**WORK ORDER:**
Nothing but the pictures may be left out. Restate the rest of the entries word for word.

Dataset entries
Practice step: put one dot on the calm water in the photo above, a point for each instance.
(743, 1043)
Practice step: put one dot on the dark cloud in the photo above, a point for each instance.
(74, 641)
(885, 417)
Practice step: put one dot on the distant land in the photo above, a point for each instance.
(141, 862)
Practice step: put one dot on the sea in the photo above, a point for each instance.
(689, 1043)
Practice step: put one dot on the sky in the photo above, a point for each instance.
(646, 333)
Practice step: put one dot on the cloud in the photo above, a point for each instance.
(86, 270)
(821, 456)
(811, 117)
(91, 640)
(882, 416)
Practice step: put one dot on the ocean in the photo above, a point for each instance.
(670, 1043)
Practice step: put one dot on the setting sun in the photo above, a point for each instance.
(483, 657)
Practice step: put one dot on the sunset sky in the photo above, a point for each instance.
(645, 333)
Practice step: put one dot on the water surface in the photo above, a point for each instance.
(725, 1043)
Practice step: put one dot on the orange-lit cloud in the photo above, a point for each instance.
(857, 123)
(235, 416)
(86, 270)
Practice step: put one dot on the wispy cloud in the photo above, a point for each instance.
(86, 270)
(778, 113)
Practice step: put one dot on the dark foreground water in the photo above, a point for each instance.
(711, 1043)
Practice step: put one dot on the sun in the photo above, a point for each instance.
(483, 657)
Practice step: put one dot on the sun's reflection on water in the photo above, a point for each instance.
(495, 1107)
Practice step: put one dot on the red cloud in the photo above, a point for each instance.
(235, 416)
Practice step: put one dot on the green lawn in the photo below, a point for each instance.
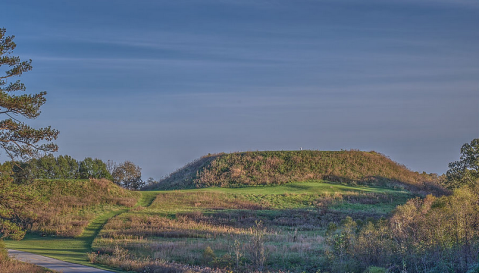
(309, 187)
(277, 201)
(72, 250)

**ANSWER FOR THIS EXERCISE:**
Practice step: put one dot on the calm water in the photo above, a point for each instance.
(743, 1043)
Practice step: put one dot on the dark cloud in the photo above, a point for each instance.
(74, 641)
(885, 417)
Practice step: put one dot on the distant land in the photo above, a point for each instance.
(141, 862)
Practice step: put one dot on the sea in the photo above, a point for each instance.
(689, 1043)
Practice step: put one dot on the sky in the photo above, a point for each instance.
(646, 333)
Practice step: put one dot on the cloud in the photo above, a point for each instance.
(86, 270)
(821, 456)
(811, 117)
(91, 640)
(882, 416)
Practice step: put one dot on the ocean in the photo above, a point for each instance.
(670, 1043)
Practice step: put one dot on the setting sun in the photo above, a point for each instance.
(483, 657)
Practice step: put one dot on the sunset sky in the photo above, a point for each instance.
(645, 333)
Practice step: put one dot on the water surface in the photo above, a point for each instance.
(725, 1043)
Practice step: put one dot on the orange-lit cloud in the photo above, a point for each instance.
(857, 123)
(235, 416)
(86, 270)
Practice step: put one dot on the wispy cloud in the photo above, a point for each instance.
(86, 270)
(778, 113)
Practice step: put one dot on the dark foreground water in the photo above, a point for each instance.
(711, 1043)
Practice step: put one dot on the sun in the photo above, a point for each instance.
(483, 657)
Practice step: put one dot on the sun's reflection on water in the photo above, a point for each instance.
(495, 1107)
Practice step: put one dot on the red cloud in the photo above, a point for each instance.
(235, 416)
Practice step: put one dot on the green lawn in the photo below, a point for each instance.
(309, 187)
(277, 201)
(72, 250)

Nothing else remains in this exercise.